▶ [DIRECTIONS] Give the cgroup patch reply again from "On Tue, 13 Jan" up to and including "any other bugs.", swapping "bugs" for "errors".

** begin TEXT PASSAGE **

Re: [RFC][PATCH 1/4] cgroup: support per cgroup subsys state ID(CSS ID)

From: KAMEZAWA Hiroyuki
Date: Tue Jan 13 2009 - 04:24:34 EST


On Tue, 13 Jan 2009 15:40:29 +0800
Li Zefan <lizf@xxxxxxxxxxxxxx> wrote:

> KAMEZAWA Hiroyuki wrote:
> > From: KAMEZAWA Hiroyuki <kamezawa.hiroyu@xxxxxxxxxxxxxx>
> >
> > Patch for Per-CSS(Cgroup Subsys State) ID and private hierarchy code.
> >
>
> Except the one in cgroup_create(), I don't find any other bugs.
>
Thank you!!

> Some minor comments below. :)
>
<snip>

> > + * CSS ID is ID for cgroup_subsys_state structs under subsys. This only works
> > + * if cgroup_subsys.use_id == true. It can be used for looking up and scanning.
> > + * CSS ID is assigned at cgroup allocation (create) automatically
> > + * and removed when subsys calls free_css_id() function. This is because
> > + * the lifetime of cgroup_subsys_state is subsys's matter.
>
> 2 spaces ^^
>

will fix.

> > + *
> > + * Looking up and scanning function should be called under rcu_read_lock().
> > + * Taking cgroup_mutex()/hierarchy_mutex() is not necessary for all calls.
> > + */
> > +
> > +/* Typically Called at ->destroy(), or somewhere the subsys frees
> > + cgroup_subsys_state. */
>
> use
> /*
> * xxx
> */
> for consistentcy.
>

ok.


> > +void free_css_id(struct cgroup_subsys *ss, struct cgroup_subsys_state *css);
> > +
> > +/* Find a cgroup_subsys_state which has given ID */
> > +struct cgroup_subsys_state *css_lookup(struct cgroup_subsys *ss, int id);
>
> add a blank line here
>
ok

> > +/*
> > + * Get a cgroup whose id is greater than or equal to id under tree of root.
>
> s/a cgroup/a css/
>
sure,


> > + * Returning a cgroup_subsys_state or NULL.

** end TEXT PASSAGE **
** begin EXCERPTED DATA **

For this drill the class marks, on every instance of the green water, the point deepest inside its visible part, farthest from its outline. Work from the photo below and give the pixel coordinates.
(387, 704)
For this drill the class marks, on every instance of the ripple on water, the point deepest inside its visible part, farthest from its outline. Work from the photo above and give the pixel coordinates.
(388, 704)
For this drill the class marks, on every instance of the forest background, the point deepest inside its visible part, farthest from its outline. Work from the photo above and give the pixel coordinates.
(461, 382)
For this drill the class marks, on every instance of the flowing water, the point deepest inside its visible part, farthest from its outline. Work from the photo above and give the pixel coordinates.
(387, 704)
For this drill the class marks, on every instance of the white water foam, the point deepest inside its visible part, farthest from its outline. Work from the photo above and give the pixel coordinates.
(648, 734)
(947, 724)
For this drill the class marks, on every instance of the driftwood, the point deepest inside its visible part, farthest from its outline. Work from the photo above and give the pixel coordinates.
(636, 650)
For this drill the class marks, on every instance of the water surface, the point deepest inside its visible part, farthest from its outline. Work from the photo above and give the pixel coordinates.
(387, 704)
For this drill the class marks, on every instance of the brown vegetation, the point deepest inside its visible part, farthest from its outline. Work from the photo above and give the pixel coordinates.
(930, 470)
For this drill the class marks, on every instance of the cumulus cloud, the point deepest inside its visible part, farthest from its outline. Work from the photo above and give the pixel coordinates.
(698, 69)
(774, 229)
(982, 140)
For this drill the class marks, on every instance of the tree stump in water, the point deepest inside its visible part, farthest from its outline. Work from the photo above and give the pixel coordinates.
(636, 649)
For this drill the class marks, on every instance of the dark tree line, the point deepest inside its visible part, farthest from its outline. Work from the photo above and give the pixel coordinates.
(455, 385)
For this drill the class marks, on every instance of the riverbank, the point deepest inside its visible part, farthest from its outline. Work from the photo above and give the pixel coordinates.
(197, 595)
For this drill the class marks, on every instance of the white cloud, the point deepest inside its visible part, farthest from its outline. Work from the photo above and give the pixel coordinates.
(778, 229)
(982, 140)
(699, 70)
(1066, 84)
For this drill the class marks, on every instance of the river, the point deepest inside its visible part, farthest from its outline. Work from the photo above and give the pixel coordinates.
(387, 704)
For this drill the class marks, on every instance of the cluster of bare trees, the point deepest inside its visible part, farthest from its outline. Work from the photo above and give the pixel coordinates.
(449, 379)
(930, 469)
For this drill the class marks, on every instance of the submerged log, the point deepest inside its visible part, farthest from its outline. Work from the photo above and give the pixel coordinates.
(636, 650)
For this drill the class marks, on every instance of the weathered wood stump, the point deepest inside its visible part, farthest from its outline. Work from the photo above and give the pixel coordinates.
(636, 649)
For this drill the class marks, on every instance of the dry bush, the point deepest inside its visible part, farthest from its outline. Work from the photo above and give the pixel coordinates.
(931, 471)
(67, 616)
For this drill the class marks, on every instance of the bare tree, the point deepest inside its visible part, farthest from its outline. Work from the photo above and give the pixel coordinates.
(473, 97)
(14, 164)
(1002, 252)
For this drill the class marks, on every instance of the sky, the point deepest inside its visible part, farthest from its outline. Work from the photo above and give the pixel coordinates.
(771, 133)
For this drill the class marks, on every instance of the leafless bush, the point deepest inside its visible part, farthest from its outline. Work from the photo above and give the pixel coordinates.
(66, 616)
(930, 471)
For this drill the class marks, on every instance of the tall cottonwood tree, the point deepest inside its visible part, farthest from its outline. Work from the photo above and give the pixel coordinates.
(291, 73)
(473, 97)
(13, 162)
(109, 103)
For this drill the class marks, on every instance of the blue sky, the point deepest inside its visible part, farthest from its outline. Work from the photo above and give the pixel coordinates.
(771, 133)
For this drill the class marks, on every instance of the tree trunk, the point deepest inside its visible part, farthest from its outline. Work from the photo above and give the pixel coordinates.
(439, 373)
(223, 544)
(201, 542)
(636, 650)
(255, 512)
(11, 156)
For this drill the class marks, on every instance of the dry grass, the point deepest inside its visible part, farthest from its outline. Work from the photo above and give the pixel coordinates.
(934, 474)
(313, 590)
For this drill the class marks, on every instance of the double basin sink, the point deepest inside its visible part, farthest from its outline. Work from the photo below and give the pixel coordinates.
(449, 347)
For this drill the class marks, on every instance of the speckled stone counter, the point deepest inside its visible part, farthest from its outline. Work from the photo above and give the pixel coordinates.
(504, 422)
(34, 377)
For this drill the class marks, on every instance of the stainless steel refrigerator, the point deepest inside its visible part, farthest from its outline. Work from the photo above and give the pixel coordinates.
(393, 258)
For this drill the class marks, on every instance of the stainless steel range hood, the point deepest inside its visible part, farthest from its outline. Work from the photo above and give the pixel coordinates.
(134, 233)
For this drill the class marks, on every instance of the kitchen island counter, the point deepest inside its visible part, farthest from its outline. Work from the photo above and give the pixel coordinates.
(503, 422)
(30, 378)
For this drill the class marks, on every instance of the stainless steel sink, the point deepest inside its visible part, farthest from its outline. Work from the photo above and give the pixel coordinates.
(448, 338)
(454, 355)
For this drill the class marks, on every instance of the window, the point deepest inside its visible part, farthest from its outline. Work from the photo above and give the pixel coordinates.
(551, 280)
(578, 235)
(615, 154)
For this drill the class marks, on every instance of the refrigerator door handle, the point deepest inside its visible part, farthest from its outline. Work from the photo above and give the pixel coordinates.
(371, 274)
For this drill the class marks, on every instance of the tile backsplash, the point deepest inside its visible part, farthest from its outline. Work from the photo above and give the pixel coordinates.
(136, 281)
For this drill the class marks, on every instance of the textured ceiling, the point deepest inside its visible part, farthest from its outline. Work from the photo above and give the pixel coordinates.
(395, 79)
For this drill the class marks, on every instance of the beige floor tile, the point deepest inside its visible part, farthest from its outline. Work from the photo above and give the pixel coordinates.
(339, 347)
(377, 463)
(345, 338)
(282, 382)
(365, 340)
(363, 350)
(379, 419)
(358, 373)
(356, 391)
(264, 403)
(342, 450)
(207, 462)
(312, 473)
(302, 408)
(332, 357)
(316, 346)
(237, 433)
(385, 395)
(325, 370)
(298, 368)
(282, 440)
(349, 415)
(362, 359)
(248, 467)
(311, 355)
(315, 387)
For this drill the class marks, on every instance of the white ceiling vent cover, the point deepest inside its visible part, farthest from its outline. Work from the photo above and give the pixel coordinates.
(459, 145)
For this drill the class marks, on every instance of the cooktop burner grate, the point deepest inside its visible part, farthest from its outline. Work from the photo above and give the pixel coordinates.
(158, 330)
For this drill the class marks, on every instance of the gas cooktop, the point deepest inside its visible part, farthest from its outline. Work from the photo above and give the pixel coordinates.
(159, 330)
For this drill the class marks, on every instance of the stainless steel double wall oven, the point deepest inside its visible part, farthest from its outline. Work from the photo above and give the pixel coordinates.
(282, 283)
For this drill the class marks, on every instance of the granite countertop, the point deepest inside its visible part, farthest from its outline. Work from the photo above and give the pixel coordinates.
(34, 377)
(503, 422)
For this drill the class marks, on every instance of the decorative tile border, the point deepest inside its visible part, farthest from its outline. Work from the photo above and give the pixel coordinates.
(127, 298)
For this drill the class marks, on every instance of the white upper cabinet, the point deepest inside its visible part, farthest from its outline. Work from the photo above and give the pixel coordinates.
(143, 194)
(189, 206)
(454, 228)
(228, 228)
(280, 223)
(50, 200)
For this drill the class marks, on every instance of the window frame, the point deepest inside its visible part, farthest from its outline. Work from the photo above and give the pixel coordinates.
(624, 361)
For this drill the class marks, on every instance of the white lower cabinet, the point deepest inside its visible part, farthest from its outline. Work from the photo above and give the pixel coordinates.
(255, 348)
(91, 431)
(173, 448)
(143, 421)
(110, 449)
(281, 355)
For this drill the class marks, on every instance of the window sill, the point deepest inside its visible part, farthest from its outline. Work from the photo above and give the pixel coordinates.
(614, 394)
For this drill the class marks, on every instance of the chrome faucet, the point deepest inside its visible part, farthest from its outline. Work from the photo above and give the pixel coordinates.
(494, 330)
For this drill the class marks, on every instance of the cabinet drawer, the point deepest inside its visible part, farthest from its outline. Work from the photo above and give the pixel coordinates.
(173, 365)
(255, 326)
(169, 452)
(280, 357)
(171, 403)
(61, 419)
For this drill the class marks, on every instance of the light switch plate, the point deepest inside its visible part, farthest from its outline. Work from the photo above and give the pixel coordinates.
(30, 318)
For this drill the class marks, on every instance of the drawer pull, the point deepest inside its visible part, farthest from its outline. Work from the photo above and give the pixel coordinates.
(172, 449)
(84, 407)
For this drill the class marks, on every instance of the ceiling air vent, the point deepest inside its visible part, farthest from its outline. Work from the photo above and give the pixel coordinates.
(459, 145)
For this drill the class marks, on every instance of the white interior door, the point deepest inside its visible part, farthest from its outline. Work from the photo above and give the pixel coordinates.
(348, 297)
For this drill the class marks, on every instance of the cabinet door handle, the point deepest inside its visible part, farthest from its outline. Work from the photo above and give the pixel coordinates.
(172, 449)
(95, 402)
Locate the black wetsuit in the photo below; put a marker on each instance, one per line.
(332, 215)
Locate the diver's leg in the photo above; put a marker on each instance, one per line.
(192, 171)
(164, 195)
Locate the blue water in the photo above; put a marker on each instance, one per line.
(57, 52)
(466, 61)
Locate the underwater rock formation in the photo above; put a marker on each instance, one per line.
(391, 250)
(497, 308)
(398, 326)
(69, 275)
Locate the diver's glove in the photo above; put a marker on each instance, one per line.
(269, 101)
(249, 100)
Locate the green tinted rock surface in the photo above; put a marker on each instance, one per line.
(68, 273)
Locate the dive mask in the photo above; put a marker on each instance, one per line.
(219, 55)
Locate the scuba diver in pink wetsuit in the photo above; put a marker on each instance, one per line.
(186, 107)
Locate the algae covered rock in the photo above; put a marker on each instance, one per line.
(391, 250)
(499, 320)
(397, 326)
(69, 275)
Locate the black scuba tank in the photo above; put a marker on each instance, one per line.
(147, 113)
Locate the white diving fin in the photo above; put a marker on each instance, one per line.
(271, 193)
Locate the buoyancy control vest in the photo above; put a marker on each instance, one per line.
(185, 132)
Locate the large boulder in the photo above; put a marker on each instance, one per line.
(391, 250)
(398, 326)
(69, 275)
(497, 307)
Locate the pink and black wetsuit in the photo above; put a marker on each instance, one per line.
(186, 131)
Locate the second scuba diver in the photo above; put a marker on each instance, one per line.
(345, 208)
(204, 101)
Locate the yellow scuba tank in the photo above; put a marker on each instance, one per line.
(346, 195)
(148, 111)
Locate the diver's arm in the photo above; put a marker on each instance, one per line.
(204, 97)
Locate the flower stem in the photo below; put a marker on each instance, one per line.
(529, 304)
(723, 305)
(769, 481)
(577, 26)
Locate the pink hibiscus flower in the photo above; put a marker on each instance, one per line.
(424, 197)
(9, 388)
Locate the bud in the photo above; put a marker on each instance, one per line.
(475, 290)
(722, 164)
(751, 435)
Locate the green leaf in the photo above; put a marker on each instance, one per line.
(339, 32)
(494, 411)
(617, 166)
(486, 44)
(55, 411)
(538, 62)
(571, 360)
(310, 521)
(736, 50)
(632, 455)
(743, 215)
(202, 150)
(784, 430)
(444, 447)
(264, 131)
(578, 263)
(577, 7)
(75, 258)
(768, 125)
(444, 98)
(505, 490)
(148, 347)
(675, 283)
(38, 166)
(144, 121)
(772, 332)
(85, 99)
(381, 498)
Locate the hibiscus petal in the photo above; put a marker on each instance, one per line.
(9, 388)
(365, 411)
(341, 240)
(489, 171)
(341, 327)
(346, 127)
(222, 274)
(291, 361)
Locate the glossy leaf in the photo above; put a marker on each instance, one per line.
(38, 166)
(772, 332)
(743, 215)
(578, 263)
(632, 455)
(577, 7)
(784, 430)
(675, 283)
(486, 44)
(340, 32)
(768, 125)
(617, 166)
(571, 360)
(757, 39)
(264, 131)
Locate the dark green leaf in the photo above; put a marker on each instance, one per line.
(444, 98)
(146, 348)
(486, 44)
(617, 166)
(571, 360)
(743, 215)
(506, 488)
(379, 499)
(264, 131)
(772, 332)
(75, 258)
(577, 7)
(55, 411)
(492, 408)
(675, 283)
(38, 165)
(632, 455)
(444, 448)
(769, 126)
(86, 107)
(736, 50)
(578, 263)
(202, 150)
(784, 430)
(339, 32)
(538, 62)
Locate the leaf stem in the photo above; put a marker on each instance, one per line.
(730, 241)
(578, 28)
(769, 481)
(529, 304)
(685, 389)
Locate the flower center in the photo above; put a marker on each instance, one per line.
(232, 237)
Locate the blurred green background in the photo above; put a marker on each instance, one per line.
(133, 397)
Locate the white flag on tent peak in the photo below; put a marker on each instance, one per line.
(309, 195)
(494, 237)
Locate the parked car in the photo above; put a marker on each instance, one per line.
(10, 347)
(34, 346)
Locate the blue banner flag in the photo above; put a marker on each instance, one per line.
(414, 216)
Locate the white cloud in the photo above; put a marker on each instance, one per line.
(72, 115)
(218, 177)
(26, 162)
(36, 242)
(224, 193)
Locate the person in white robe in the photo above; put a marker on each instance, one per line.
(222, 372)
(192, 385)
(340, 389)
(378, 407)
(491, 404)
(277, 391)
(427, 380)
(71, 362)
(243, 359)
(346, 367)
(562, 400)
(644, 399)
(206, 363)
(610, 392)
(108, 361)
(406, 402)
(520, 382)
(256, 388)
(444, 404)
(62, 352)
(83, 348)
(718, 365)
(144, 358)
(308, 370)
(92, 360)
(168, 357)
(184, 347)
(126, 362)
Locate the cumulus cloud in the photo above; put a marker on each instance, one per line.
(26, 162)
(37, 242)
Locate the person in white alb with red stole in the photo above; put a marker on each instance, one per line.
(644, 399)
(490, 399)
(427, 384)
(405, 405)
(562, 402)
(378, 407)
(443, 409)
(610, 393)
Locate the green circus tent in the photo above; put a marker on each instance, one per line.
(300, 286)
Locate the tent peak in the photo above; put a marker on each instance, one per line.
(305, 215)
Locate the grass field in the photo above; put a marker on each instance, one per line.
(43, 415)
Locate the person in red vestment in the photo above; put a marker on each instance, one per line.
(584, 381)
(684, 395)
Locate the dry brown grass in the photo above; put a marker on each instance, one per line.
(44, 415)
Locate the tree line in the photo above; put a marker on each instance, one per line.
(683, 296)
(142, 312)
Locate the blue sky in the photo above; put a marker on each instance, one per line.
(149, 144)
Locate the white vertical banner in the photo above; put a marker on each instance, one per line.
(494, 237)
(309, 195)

** end EXCERPTED DATA **

▶ [RESULT]
On Tue, 13 Jan 2009 15:40:29 +0800
Li Zefan <lizf@xxxxxxxxxxxxxx> wrote:

> KAMEZAWA Hiroyuki wrote:
> > From: KAMEZAWA Hiroyuki <kamezawa.hiroyu@xxxxxxxxxxxxxx>
> >
> > Patch for Per-CSS(Cgroup Subsys State) ID and private hierarchy code.
> >
>
> Except the one in cgroup_create(), I don't find any other errors.